Geselecteerd fragment —
Lijst van punten

Er zijn 4 punten in «Christus komt langs » waarvan het onderwerp is Vrijheid → de vrijheid die Christus heeft evrworven .

De verantwoordelijkheid van de herders

In de Kerk van God heeft iedereen de plicht om met een steeds grotere trouw naar de leer van Christus te leven. Niemand is daarvan vrijgesteld. Als de herders niet persoonlijk zouden strijden om een zuiver aanvoelend geweten te krijgen en trouw te zijn aan het geloof en de moraal — die de geloofsschat en het gemeenschappelijk erfgoed vormen — dan zouden de profetische woorden van Ezechiël werkelijkheid worden: Mensenkind, gij moet een profetie laten horen tegen de herders van Israël, gij moet een profetie laten horen en aldus tot hen, de herders, spreken: zo spreekt God de Heer: Wee de herders van Israël, die alleen maar voor zichzelf zorgen! Moeten de herders niet voor de schapen zorgen? Gij drinkt hun melk, gij kleedt u in hun wol… Het verzwakte dier versterkt gij niet, het zieke geneest gij niet, het gewonde verbindt gij niet, het verdwaalde brengt gij niet terug en naar het verlorene gaat gij niet zoeken. Gij beheert de dieren met hardheid en geweld (Ez 34, 2-4).

[Annotaties met coördinaten]
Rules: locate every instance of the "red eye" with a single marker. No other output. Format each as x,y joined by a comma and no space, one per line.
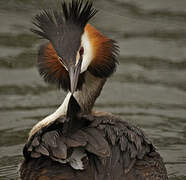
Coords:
81,51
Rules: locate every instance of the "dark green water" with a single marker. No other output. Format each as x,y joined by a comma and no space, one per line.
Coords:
149,87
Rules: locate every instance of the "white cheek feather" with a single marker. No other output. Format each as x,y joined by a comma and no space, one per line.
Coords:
87,56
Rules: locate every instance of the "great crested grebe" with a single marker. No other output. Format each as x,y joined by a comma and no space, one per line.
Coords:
75,143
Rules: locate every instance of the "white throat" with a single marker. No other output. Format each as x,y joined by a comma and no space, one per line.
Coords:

Doelen —
1. Vat de tekst over de verantwoordelijkheid van de herders samen in twee zinnen.
2. Wat vormt volgens de tekst over de verantwoordelijkheid van de herders de geloofsschat en het gemeenschappelijk erfgoed?
3. Hervat de tekst over de verantwoordelijkheid van de herders na de aangehaalde woorden uit Ezechiël.

Antwoorden per opdracht —
1. In de Kerk van God heeft iedereen zonder uitzondering de plicht om met een steeds grotere trouw naar de leer van Christus te leven. Als de herders niet persoonlijk zouden strijden voor een zuiver geweten en voor trouw aan geloof en moraal, zouden de profetische woorden van Ezechiël werkelijkheid worden, die de herders van Israël verwijten dat zij alleen voor zichzelf zorgen en niet voor de schapen.

2. Het geloof en de moraal.

3.
Dat zijn harde verwijten, maar wat veel zwaarder weegt is hoezeer God beledigd wordt wanneer personen die de taak hebben over het geestelijk welzijn van de zielen te waken, deze slecht behandelen en hun het zuivere water van het doopsel onthouden dat de ziel weer gezond zou maken; hun de balsemende olie van het vormsel onthouden dat sterkt; van de rechtspraak die vergeeft; en van het voedsel dat eeuwig leven geeft.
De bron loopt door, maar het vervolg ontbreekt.